## Problem to work on
All entries are to be copied verbatim, while the pictures stay out.

## Provided data
____________________

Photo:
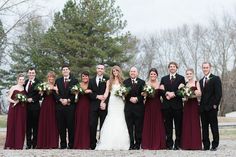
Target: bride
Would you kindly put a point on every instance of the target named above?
(114, 133)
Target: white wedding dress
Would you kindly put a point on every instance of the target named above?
(114, 133)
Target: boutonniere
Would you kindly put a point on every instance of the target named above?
(210, 78)
(103, 80)
(67, 80)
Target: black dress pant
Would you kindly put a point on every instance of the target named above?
(210, 118)
(171, 115)
(65, 121)
(32, 127)
(134, 114)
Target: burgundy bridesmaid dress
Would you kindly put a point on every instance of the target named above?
(16, 124)
(191, 130)
(82, 133)
(153, 136)
(48, 136)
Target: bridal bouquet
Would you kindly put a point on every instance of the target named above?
(20, 98)
(43, 88)
(122, 92)
(185, 92)
(76, 89)
(149, 91)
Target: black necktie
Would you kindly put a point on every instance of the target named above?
(99, 82)
(29, 86)
(65, 83)
(172, 79)
(205, 81)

____________________

## Reply
Photo:
Target: bride
Would you kindly put a point on every instance of the target named above?
(114, 133)
Target: white wedding dress
Would you kindly put a point on every instance of the target named above?
(114, 133)
Target: boutonniere
Would you kindly put a point on every instance of the target named above?
(210, 78)
(103, 80)
(67, 80)
Target: black dress pant
Would you kindly put a point on every instance of the target named above?
(210, 118)
(171, 115)
(65, 121)
(32, 127)
(134, 114)
Target: burgundy bridesmaid dress
Would you kindly put a point on every instance of the target named above?
(16, 124)
(191, 130)
(82, 133)
(153, 136)
(48, 136)
Target: bridal bouquet
Would you kindly put a point on every instance of the target named above?
(20, 98)
(43, 88)
(122, 92)
(185, 92)
(76, 89)
(149, 91)
Target: black necktie
Would you kindly put a point on every instance of the target named above?
(99, 82)
(29, 86)
(65, 83)
(172, 79)
(205, 81)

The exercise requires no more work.